* **SOAL LATIHAN 1**
Menurut kutipan tentang iradah Allah, iradah mana yang hanya diikuti oleh orang yang bermaksiat dan kafir?
* **SOAL LATIHAN 2**
Tuliskan kembali semua baris catatan yang tercantum setelah kutipan, tanpa mengubah satu karakter pun.

* **KUTIPAN TERPILIH**

==============================

Sebagaimana firman Allah Ta’ala :
٨٢. إِنَّمَا
أَمْرُهُ إِذَا أَرَادَ شَيْئاً أَنْ يَقُولَ لَهُ كُنْ فَيَكُونُ
“Artinya : Sesungguhnya perintah-Nya,
apabila Dia menghendaki sesuatu, hanyalah berkata kepadanya “Kun” (Jadilah),
maka jadilah ia.” [Yasin : 82]
Jadi, apapun yang dikehendaki oleh Allah,
niscaya terjadi, sedangkan apapun yang dikehendaki Allah untuk tidak terjadi,
niscaya tidak terjadi.
[2]. Al-Iradah Asy-Syar’iyah
Iradah ini berkaitan dengan apa saja yang diperintahkan oleh Allah kepada
hamba-hamba-Nya, berupa hal-hal yang dicintai dan diridhai-Nya. Iradah ini
disebutkan, misalnya, dalam firman Allah Ta’ala :
١٨٥. يُرِيدُ
اللّهُ بِكُمُ الْيُسْرَ وَلاَ يُرِيدُ بِكُمُ الْعُسْرَ
“Artinya : Allah menghendaki kemudahan
bagimu, dan tidak menghendaki kesukaran bagimu.” [Al-Baqarah : 185]
Perbedaan Antara Kedua Iradah Ini.
Al-Iradah Al-Kauniyah Al-Qadariyah
bersifat umum, meliputi seluruh peristiwa dan apapun yang terjadi di jagad raya
ini, entah berupa kebaikan maupun keburukan, kekafiran maupun keimanan, dan
ketaatan maupun kemaksiatan.
Adapun Al-Iradah Ad-Diniyah Asy-Syar’iyah bersifat khusus berkaitan dengan apa
saja yang dicintai dan diridhai oleh Allah, yang dijelaskan di dalam Al-Kitab
dan As-sunah.
Kedua Iradah di atas berpadu pada diri
seorang hamba yang taat. Adapun orang yang bermaksiat dan kafir hanya mengikuti
Al-Iradah Al-Kauniyah Al-Qadariyah. Artinya, ketaatan seseorang itu sesuai
dengan iradah (kehendak) Allah, baik Al-Iradah Ad-Diniyah Asy-Syar’iyah maupun
Al-Iradah Al-Kauniyah Al-Qadariyah. Adapun orang kafir, perbuatannya itu sesuai
dengan iradah kauniyah qadariyah, tetapi tidak sesuai dengan iradah diniyah
syar’iyah. [1]
[13]. Sifat Al-Mahabbah (Cinta) [14].
Al-Mawaddah (Cinta yang Murni)
١٩٥. وَأَحْسِنُوَاْ
إِنَّ اللّهَ يُحِبُّ الْمُحْسِنِينَ
“Artinya : Dan berbuat baiklah,
sesungguhnya Allah mencintai orang-orang yang berbuat baik.” [Al-Baqarah : 195]
Cinta Allah itu merupakan sifat yang
sesuai dengan keagungan-Nya, sebagaimana telah dijelaskan di muka. la merupakan
sifat Fi’liyah, yang muncul disebabkan dilaksanakannya perintah Allah, yaitu
ibadah kepada Allah dengan baik dan perbuatan baik kepada hamba-hamba-Nya.

==============================

* **MASUKAN TUGAS**
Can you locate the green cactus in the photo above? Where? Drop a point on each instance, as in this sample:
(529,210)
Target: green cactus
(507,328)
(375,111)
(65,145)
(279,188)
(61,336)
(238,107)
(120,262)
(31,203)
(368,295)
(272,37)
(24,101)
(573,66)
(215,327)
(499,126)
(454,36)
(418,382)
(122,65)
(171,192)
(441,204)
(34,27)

==============================

* **JAWABAN LATIHAN 1**
Al-Iradah Al-Kauniyah Al-Qadariyah.

* **JAWABAN LATIHAN 2**
Can you locate the green cactus in the photo above? Where? Drop a point on each instance, as in this sample:
(529,210)
Target: green cactus
(507,328)
(375,111)
(65,145)
(279,188)
(61,336)
(238,107)
(120,262)
(31,203)
(368,295)
(272,37)
(24,101)
(573,66)
(215,327)
(499,126)
(454,36)
(418,382)
(122,65)
(171,192)
(441,204)
(34,27)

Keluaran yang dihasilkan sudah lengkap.